== INFORMATION GIVEN ==
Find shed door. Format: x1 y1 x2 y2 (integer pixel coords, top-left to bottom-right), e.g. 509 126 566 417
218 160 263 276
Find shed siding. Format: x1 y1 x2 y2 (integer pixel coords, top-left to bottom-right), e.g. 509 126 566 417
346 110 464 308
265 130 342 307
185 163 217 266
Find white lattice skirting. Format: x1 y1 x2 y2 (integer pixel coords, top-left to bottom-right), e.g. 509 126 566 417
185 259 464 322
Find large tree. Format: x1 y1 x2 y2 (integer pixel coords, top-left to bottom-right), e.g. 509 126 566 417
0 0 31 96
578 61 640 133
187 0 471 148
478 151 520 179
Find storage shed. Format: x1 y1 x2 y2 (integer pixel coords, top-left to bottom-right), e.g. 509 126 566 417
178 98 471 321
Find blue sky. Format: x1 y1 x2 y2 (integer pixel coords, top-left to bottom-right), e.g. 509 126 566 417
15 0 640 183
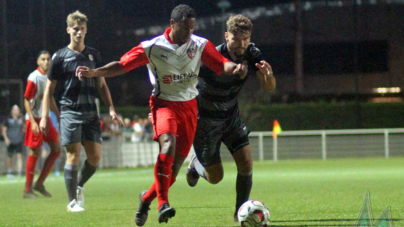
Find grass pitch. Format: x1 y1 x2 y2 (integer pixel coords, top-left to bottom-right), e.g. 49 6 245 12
0 158 404 227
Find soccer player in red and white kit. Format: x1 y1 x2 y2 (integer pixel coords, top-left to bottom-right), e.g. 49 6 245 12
76 5 247 226
23 51 60 198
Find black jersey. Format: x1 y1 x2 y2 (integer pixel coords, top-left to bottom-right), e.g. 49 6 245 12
197 43 263 119
48 46 101 120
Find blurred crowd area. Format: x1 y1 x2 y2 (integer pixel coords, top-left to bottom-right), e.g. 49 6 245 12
100 114 154 143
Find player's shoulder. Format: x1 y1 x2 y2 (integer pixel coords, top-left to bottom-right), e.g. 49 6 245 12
140 35 168 49
248 43 261 56
28 69 41 81
86 46 100 55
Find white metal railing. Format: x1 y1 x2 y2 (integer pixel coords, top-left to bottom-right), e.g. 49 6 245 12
250 128 404 161
0 128 404 174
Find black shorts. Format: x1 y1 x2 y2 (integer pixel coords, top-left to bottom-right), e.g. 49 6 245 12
60 115 102 146
193 109 250 166
7 142 24 158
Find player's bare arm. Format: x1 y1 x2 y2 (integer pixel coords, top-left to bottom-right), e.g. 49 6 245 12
76 61 126 80
223 61 248 78
96 77 123 126
1 126 10 146
49 95 60 122
24 98 39 135
255 61 276 92
39 79 57 135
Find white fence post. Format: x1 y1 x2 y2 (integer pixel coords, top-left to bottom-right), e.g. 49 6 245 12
321 131 327 160
258 133 264 161
273 136 278 162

== PROBLEM TO WORK ON ==
Please reproduce the records word for word, starting with their first line and going on through the line that contains "185 163 217 266". Include both of those lines and nothing else.

== THE REPLY ==
Find shed door. Format: x1 y1 x2 y2 (integer pixel coords, top-left to bottom-right), e.g. 509 126 566 417
218 160 263 276
Find shed siding. Format: x1 y1 x2 y2 (integer pixel coords, top-left to bottom-right), e.g. 509 126 566 417
346 110 464 308
265 130 342 307
185 163 217 266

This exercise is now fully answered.